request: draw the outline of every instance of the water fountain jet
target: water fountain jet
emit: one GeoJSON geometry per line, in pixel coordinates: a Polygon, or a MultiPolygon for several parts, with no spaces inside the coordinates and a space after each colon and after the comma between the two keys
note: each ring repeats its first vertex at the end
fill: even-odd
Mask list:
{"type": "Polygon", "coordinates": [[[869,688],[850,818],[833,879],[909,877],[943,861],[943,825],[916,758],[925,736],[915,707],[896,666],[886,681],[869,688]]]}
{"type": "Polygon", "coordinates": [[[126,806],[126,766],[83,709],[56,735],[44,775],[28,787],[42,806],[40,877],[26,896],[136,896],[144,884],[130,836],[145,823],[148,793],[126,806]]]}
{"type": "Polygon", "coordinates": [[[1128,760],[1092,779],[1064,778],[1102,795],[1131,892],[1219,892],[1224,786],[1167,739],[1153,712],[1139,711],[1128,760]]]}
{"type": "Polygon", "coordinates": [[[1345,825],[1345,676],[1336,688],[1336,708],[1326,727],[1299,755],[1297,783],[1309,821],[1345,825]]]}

= = =

Reproduce every line of the records above verbatim, changing nothing.

# Solution to this task:
request: draw the outline of every instance of the water fountain jet
target: water fountain jet
emit: one GeoJSON geometry per line, in pixel coordinates: a Polygon, or a MultiPolygon for several parts, with no spaces inside the coordinates and a space after each colon and after the comma between the two keys
note: each ring repeats its first vertex at the end
fill: even-odd
Mask list:
{"type": "Polygon", "coordinates": [[[869,688],[850,818],[833,879],[909,877],[943,861],[943,825],[916,758],[925,736],[915,707],[896,666],[886,681],[869,688]]]}
{"type": "Polygon", "coordinates": [[[126,806],[126,766],[83,709],[56,735],[44,775],[28,787],[42,806],[40,877],[26,896],[136,896],[144,884],[130,836],[145,823],[148,793],[126,806]]]}
{"type": "Polygon", "coordinates": [[[1128,760],[1092,779],[1064,778],[1102,795],[1131,892],[1219,892],[1224,786],[1167,739],[1153,712],[1139,711],[1128,760]]]}
{"type": "Polygon", "coordinates": [[[1345,825],[1345,676],[1336,688],[1336,708],[1326,727],[1299,755],[1297,783],[1309,821],[1345,825]]]}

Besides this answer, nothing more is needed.